** START OF PROVIDED ENTRIES **
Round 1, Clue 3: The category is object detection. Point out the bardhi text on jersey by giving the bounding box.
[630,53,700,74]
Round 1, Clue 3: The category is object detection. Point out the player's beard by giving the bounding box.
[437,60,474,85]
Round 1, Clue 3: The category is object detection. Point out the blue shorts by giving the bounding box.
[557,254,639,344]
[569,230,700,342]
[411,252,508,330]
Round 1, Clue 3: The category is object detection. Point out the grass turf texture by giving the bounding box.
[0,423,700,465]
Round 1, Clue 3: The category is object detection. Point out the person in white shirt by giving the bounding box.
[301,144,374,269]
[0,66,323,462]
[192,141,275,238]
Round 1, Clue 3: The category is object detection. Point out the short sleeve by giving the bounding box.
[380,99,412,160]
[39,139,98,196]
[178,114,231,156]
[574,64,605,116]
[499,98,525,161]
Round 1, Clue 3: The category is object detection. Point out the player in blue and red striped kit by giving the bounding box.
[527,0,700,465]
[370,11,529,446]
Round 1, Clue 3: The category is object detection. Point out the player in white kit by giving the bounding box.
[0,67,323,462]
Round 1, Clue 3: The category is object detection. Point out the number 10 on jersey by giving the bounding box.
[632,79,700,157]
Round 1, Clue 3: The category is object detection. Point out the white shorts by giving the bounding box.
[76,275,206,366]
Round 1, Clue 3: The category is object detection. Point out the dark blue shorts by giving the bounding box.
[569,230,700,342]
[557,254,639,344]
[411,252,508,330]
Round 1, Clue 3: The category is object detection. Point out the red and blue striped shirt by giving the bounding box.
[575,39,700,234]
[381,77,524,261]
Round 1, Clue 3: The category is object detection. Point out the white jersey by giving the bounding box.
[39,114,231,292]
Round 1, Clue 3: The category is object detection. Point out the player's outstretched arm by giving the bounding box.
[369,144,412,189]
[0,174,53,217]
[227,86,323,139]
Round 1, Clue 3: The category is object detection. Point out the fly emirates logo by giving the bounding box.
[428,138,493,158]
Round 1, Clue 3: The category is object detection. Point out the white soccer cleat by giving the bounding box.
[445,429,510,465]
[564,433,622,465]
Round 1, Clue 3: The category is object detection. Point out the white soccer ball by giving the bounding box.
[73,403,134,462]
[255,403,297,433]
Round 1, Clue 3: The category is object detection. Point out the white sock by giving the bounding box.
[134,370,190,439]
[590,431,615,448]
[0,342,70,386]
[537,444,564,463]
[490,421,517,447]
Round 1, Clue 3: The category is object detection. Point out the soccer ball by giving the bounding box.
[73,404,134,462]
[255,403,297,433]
** END OF PROVIDED ENTRIES **
**YOUR GOAL:** Recast the stretch from the line containing "striped kit by giving the bounding box." through the line containing "[370,11,529,446]" in the records above as a Markdown table with the columns Row and Line, leaving out any blank lines.

**SOLUTION TO THIS EXERCISE:**
| Row | Line |
|---|---|
| 1 | Round 1, Clue 3: The category is object detection. Point out the player in blue and red striped kit by giving the bounding box. |
| 2 | [527,0,700,465] |
| 3 | [370,11,529,446] |